## REQUIRED WORK
Every entry that follows is to be set down exactly, with its pictures omitted.

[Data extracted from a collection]
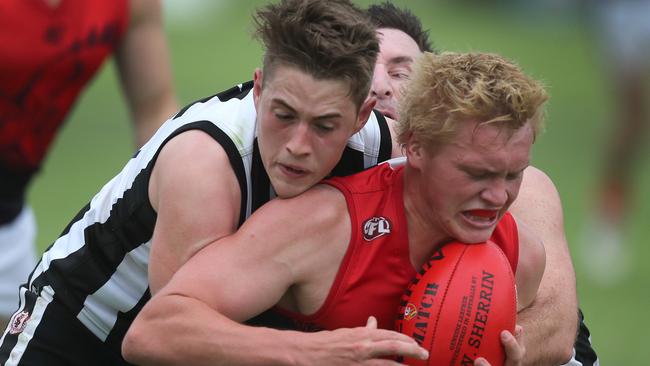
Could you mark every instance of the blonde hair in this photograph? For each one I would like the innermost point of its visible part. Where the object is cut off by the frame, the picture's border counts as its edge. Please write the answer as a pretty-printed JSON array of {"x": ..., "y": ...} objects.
[{"x": 451, "y": 88}]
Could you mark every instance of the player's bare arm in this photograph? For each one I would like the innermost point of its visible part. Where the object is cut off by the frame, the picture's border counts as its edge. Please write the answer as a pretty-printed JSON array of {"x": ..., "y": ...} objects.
[
  {"x": 553, "y": 313},
  {"x": 530, "y": 268},
  {"x": 189, "y": 219},
  {"x": 280, "y": 255},
  {"x": 145, "y": 69}
]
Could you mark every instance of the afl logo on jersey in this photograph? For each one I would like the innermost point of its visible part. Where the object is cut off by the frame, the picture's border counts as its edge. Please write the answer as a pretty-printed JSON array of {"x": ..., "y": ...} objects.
[
  {"x": 19, "y": 323},
  {"x": 375, "y": 227}
]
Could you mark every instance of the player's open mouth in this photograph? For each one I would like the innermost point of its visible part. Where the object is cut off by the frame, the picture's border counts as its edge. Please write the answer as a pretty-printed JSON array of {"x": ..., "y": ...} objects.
[
  {"x": 481, "y": 217},
  {"x": 292, "y": 171}
]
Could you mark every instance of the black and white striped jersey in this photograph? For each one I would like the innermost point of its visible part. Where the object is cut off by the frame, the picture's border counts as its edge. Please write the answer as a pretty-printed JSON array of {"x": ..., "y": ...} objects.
[{"x": 97, "y": 268}]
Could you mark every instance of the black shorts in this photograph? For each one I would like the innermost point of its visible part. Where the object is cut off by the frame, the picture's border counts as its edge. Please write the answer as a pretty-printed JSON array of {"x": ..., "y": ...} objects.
[{"x": 46, "y": 333}]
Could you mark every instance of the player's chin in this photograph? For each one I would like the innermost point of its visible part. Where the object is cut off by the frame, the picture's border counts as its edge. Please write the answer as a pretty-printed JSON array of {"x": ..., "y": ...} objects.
[{"x": 474, "y": 235}]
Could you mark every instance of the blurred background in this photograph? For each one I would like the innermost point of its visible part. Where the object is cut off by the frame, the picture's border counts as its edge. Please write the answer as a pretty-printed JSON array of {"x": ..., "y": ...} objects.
[{"x": 212, "y": 49}]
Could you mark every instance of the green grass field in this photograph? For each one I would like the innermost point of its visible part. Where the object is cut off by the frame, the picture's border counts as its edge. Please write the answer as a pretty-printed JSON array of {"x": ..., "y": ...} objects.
[{"x": 214, "y": 50}]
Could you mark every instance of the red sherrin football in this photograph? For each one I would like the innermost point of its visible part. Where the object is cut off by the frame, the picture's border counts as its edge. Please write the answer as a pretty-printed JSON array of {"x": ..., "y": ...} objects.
[{"x": 459, "y": 303}]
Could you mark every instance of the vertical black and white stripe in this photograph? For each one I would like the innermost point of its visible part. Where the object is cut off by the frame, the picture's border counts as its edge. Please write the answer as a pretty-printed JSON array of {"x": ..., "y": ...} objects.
[{"x": 97, "y": 268}]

## WRITTEN SOLUTION
Could you mark every instance of the blonde hair in this photograph? For each one I would like the innermost point of its visible part. Where the object is cut off by the frame, the picture's border counts as its edge. Please write the answer as a pretty-printed JSON array of {"x": ..., "y": ...} objects.
[{"x": 451, "y": 88}]
Could you mark every instance of the player's bare arm in this photograph? For each one I would like the innermost point of its visible part. Where the object is cut off by the frame, the picture's border counts as its edge. Please write the answer as a pretty-printed JSON array of {"x": ..., "y": ...} objects.
[
  {"x": 553, "y": 313},
  {"x": 530, "y": 268},
  {"x": 189, "y": 219},
  {"x": 280, "y": 255},
  {"x": 145, "y": 69}
]
Could you mark every instance of the afl logo on jersey in this photograph? For each one I would like the innermost point of its visible part. Where the object is cut off by the frame, the picture's border counts as its edge. Please write the answer as a pretty-printed JSON array of {"x": ..., "y": ...} objects.
[
  {"x": 19, "y": 323},
  {"x": 375, "y": 227}
]
Could you mark every instance of the player's open mouth in this photograph? For each one I would like the innermost point of its visible part. Where the object is cut off by the frame, the picture's border counts as its edge. Please write the answer as a pretty-printed JSON array of {"x": ..., "y": ...} objects.
[
  {"x": 481, "y": 217},
  {"x": 292, "y": 171}
]
Could you mark every instance of the black and white striped jersey in this photograph? For each one I would like the innermost point of its visible part. Where the object is cut off by the frame, the picture's border counts as its edge. Please write the answer as a pretty-printed JSON array of {"x": ..., "y": ...} objects.
[{"x": 97, "y": 268}]
Could you mark every instance of the black shorts in this photograph? For each one I would like the innermost point of its visible part. Where the object is cut off by the frame, the picture's border counts as its edge. Please write the answer as a pretty-printed JSON array of {"x": ..., "y": ...} objects.
[{"x": 46, "y": 333}]
Could you mark every instance of the player's chin in this photograph? For each one I would like the innermost point of its visible part. Where the object is cut off by the frame, the picture's border counts as its edge. Please write the answer as a pretty-printed JSON array of {"x": ..., "y": ...} objects.
[{"x": 474, "y": 235}]
Could you mark every instance of the blurred background in this photograph? For each one I would like the innermost point of its visible part. Where the object is cut off by the frame, the picture's border counts as its edge. Please write the answer as a pretty-printed JSON array of {"x": ..., "y": ...} objects.
[{"x": 212, "y": 49}]
Could you mark every instance of the green grass field in this photograph? For each one I would like the innermost point of its visible part. Where the object is cut off by the frame, the picture's border counts as its edge. Please write the answer as a pretty-printed JSON array of {"x": ..., "y": ...} objects.
[{"x": 214, "y": 50}]
Could you mark every instance of the red sherrin football in this photograph? For each one I would like the innermost point of its visible part. Where the object is cut off by the frame, the picture's border counts as its edge. Please write the answer as a pretty-printed JSON array of {"x": ..., "y": ...} objects.
[{"x": 459, "y": 303}]
Could you mark every instance of the vertical black and white stripe in this photograph? For each one I would like the innermost point of its visible part. Where the object is cut off by the frame, the picture's border counts as its edge. Please write the answer as a pretty-printed JSON array of {"x": ..., "y": ...} objects.
[{"x": 97, "y": 268}]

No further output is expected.